◆ Source document ◆

--- Begin ---

As the world moves closer to exceeding the Paris Agreement’s 1.5°C warming limit, a key question arises: who should take responsibility for the climate overshoot?

A new study published in Proceedings of the National Academy of Sciences introduces the concept of ‘net-zero carbon debt’ to assess which regions have contributed the most to the climate overshoot and what they should do to address it. Researchers from International Institute for Applied Systems Analysis (IIASA) and partner institutions analyzed historical and projected CO2 emissions to determine where carbon debt is accumulating.

Their findings show that some regions, due to past inaction or delays in reaching net-zero targets, will need to compensate by removing additional carbon or supporting emissions reductions elsewhere. The study calls for a transparent and equitable system to manage climate overshoot, ensuring that future generations are not left to deal with the consequences of today’s excess emissions.

--- End ---

◆ Brief 1 ◆
Which journal published the study described in the climate overshoot text?
◆ Brief 2 ◆
Reproduce the climate overshoot text between "As the world" and "debt is accumulating.", inclusive.
◆ Brief 3 ◆
Please write a continuation of the climate overshoot text, picking up after its final sentence.

◆ Provided information ◆
--- Begin ---

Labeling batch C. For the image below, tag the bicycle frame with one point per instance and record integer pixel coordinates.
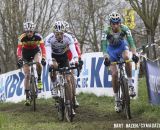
(65, 102)
(123, 87)
(33, 85)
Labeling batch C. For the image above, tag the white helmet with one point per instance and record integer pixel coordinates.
(115, 17)
(59, 26)
(29, 26)
(66, 24)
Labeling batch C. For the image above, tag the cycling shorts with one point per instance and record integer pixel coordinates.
(115, 51)
(28, 54)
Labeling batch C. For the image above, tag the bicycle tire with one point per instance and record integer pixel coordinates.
(60, 108)
(73, 91)
(126, 98)
(68, 105)
(33, 92)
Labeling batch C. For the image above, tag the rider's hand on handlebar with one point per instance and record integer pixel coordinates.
(20, 63)
(107, 62)
(43, 61)
(74, 61)
(135, 58)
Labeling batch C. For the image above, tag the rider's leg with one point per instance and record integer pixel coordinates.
(53, 76)
(115, 86)
(26, 71)
(114, 72)
(74, 73)
(37, 58)
(128, 68)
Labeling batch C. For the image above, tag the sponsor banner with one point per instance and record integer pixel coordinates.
(94, 78)
(153, 81)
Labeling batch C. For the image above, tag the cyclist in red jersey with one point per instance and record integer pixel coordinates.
(30, 47)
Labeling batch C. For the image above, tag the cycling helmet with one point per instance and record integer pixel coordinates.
(59, 26)
(66, 24)
(29, 26)
(114, 17)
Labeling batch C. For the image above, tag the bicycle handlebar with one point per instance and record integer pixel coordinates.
(64, 69)
(30, 63)
(121, 62)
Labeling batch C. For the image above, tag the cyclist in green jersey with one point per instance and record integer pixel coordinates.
(115, 43)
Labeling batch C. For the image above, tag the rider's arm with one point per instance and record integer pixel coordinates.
(19, 50)
(48, 41)
(130, 39)
(104, 43)
(43, 49)
(72, 46)
(41, 44)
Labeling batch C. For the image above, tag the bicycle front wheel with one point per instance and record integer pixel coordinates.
(68, 103)
(33, 91)
(125, 98)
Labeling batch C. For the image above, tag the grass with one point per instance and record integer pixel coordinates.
(95, 113)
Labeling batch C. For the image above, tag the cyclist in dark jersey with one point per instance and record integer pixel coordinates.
(114, 45)
(30, 47)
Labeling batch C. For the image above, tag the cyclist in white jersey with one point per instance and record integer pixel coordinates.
(57, 44)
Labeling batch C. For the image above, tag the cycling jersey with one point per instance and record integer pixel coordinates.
(76, 43)
(123, 33)
(59, 47)
(25, 42)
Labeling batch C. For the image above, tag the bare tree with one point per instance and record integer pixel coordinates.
(85, 18)
(12, 15)
(149, 11)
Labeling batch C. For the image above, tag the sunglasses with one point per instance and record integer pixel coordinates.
(29, 32)
(115, 23)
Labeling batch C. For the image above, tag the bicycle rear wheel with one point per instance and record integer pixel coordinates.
(68, 103)
(125, 98)
(33, 91)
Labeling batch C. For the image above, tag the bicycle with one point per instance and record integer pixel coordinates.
(65, 101)
(123, 92)
(33, 91)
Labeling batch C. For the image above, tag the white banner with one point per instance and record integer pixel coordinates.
(94, 78)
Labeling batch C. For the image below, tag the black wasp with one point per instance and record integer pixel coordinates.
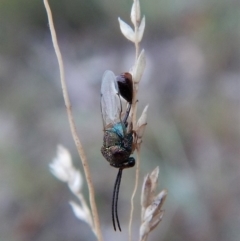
(118, 135)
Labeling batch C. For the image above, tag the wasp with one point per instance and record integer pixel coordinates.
(118, 134)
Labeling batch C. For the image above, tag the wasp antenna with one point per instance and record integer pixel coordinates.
(116, 199)
(113, 200)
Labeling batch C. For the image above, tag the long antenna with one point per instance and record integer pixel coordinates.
(115, 199)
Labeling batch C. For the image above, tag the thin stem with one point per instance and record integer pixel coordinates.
(76, 139)
(133, 195)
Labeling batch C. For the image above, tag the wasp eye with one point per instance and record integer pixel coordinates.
(125, 86)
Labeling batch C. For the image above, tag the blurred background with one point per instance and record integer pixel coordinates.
(192, 86)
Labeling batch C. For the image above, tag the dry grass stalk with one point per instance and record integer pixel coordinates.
(152, 212)
(62, 166)
(77, 141)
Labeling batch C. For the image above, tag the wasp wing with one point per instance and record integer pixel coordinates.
(110, 100)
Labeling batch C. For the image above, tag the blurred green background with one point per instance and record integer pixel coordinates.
(192, 86)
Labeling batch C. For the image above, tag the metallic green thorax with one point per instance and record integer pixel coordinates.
(117, 145)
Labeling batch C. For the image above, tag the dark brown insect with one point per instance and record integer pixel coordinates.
(118, 137)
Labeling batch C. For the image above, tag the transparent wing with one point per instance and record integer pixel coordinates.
(110, 100)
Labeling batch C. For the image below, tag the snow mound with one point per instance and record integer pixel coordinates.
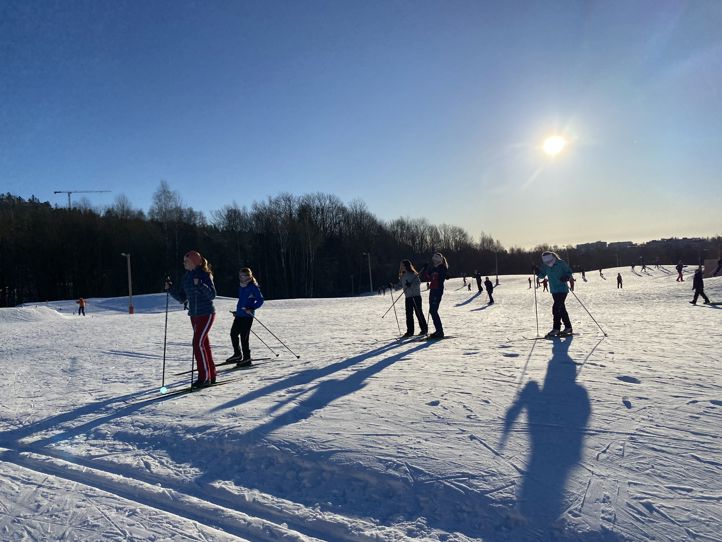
(29, 314)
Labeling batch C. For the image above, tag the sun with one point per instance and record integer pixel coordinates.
(554, 145)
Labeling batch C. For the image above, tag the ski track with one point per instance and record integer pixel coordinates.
(364, 439)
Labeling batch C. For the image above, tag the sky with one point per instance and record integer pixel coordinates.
(421, 109)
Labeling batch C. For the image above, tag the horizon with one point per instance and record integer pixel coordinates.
(425, 109)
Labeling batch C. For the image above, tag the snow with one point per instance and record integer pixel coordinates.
(484, 436)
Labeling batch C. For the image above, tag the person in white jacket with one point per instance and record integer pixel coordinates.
(410, 282)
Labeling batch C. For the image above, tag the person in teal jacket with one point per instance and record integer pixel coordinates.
(559, 273)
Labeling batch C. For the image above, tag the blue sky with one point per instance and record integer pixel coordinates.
(421, 109)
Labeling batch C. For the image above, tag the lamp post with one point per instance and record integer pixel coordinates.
(131, 309)
(371, 282)
(496, 261)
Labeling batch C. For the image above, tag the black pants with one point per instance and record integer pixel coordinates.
(559, 311)
(413, 305)
(700, 292)
(241, 326)
(434, 302)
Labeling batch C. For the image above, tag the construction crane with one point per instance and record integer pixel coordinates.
(69, 192)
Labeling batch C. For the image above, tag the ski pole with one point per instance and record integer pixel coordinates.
(392, 305)
(275, 337)
(264, 343)
(193, 358)
(589, 313)
(163, 389)
(536, 309)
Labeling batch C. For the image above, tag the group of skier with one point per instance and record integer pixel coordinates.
(197, 291)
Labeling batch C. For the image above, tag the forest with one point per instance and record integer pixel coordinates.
(311, 245)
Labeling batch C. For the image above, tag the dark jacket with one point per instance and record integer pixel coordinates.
(249, 297)
(436, 277)
(200, 298)
(697, 281)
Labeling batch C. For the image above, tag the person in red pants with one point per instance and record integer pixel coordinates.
(197, 289)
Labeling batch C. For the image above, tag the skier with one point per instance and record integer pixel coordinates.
(698, 287)
(719, 267)
(249, 299)
(410, 282)
(437, 276)
(198, 290)
(679, 269)
(489, 290)
(558, 272)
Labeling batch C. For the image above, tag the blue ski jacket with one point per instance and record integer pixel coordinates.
(249, 297)
(558, 274)
(200, 297)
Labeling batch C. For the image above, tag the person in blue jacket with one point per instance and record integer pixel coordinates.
(198, 291)
(436, 278)
(249, 299)
(559, 273)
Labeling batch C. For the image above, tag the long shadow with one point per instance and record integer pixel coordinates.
(325, 393)
(305, 377)
(477, 294)
(11, 437)
(558, 413)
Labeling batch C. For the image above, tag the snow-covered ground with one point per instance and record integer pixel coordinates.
(485, 436)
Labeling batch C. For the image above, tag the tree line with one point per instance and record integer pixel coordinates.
(311, 245)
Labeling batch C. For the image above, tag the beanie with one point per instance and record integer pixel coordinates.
(194, 257)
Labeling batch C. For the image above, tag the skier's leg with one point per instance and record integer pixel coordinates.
(424, 327)
(434, 302)
(409, 307)
(245, 336)
(235, 332)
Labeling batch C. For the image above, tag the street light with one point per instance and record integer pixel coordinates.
(131, 309)
(371, 282)
(496, 261)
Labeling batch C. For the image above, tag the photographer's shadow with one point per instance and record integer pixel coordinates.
(558, 414)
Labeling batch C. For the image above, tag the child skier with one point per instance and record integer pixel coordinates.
(198, 290)
(698, 287)
(249, 299)
(489, 290)
(558, 272)
(410, 282)
(437, 276)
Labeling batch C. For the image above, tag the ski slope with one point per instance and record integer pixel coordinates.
(485, 436)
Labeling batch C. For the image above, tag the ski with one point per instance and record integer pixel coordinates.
(181, 391)
(221, 365)
(431, 339)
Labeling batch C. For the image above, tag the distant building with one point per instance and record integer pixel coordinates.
(620, 245)
(588, 247)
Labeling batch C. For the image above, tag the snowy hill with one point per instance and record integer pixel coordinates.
(483, 436)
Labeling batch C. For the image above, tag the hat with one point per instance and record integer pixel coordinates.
(194, 257)
(549, 258)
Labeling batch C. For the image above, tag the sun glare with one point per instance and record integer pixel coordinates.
(554, 145)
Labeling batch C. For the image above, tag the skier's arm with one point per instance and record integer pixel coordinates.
(205, 288)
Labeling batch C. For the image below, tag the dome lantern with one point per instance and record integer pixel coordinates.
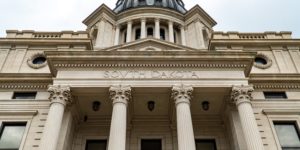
(123, 5)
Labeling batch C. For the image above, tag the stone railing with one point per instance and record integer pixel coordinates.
(252, 36)
(46, 35)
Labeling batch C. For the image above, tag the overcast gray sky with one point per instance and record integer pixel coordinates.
(231, 15)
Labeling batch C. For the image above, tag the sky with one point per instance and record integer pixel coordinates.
(231, 15)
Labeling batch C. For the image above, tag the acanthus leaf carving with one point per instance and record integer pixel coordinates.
(60, 94)
(241, 94)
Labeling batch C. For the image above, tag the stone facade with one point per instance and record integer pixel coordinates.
(147, 72)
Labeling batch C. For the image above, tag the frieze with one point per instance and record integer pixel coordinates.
(276, 86)
(20, 86)
(153, 65)
(155, 74)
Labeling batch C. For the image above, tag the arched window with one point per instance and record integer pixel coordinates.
(125, 36)
(142, 2)
(150, 32)
(162, 34)
(175, 38)
(158, 2)
(137, 34)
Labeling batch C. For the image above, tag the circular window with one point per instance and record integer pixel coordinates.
(37, 61)
(262, 61)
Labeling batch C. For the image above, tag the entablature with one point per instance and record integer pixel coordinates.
(97, 60)
(275, 81)
(25, 81)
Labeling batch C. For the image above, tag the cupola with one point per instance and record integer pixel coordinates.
(123, 5)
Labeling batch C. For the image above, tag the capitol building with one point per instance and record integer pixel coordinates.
(149, 75)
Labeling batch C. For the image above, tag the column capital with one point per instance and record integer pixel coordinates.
(182, 93)
(143, 19)
(117, 26)
(241, 94)
(120, 94)
(60, 94)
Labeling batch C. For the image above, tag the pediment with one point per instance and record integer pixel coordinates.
(150, 44)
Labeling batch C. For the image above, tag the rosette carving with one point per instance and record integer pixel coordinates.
(241, 94)
(182, 93)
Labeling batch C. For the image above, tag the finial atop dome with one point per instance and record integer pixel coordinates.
(123, 5)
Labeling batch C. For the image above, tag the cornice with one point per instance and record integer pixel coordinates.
(18, 112)
(37, 41)
(275, 81)
(281, 111)
(256, 42)
(24, 81)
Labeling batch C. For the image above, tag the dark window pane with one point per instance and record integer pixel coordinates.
(150, 32)
(260, 61)
(24, 95)
(288, 135)
(162, 34)
(137, 34)
(11, 135)
(151, 145)
(96, 145)
(206, 145)
(275, 95)
(39, 60)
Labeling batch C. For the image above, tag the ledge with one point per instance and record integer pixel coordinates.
(281, 111)
(18, 112)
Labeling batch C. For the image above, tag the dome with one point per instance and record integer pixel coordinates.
(123, 5)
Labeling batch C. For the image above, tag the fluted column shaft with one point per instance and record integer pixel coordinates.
(241, 96)
(143, 28)
(59, 97)
(182, 95)
(120, 96)
(117, 35)
(182, 32)
(129, 31)
(171, 32)
(157, 29)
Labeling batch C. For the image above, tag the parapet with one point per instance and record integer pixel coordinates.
(47, 35)
(252, 36)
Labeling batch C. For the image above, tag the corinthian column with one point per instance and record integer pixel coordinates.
(120, 95)
(242, 96)
(182, 95)
(60, 97)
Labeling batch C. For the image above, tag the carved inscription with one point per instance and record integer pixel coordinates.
(137, 74)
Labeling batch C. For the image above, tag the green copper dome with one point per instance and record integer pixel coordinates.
(123, 5)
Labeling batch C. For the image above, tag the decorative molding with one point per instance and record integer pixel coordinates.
(34, 56)
(182, 93)
(276, 86)
(268, 60)
(24, 86)
(60, 94)
(18, 112)
(120, 94)
(281, 111)
(152, 65)
(241, 94)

--- End ---

◆ Exercise answer 1 ◆
Proceedings of the National Academy of Sciences

◆ Exercise answer 2 ◆
As the world moves closer to exceeding the Paris Agreement’s 1.5°C warming limit, a key question arises: who should take responsibility for the climate overshoot?

A new study published in Proceedings of the National Academy of Sciences introduces the concept of ‘net-zero carbon debt’ to assess which regions have contributed the most to the climate overshoot and what they should do to address it. Researchers from International Institute for Applied Systems Analysis (IIASA) and partner institutions analyzed historical and projected CO2 emissions to determine where carbon debt is accumulating.

◆ Exercise answer 3 ◆
Image: Graphic - Net-zero carbon debt (s. climate overshoot)
The persistent accrual of net-zero carbon debt. Regional net-zero carbon debt is quantified by subtracting (i) past and (ii) future cumulative carbon emissions from (iii) a fair allocation of the total carbon budget comprising both a RCB and past global carbon emissions as desired. Credit: Pelz et al. (2025) | DOI: 10.1073/pnas.2409316122 | PNAS

Tracking net-zero carbon debt: who is responsible for overshoot of the 1.5°C climate limit?

Research shows that we are on course to exceed the Paris Agreement’s 1.5°C limit within a decade, exacerbating already heated international climate negotiations – some countries have achieved their wealth by polluting for decades and others argue for the same space to escape poverty and develop. Navigating this new context demands a transparent system that accounts for both historical and future emissions, ensuring each region shoulders its fair share of responsibility for climate action.

To inform efforts toward minimizing the magnitude and duration of the overshoot, in a new study, IIASA researchers explored the concept of a net-zero carbon debt. Using this measure, researchers can track which regions bear greater responsibility for the climate overshoot as it progresses, while explicitly accounting for past inaction. If a region is expected to accumulate net-zero carbon debt, it will need to compensate — either by supporting emissions reductions elsewhere in the world or by removing additional carbon from the atmosphere.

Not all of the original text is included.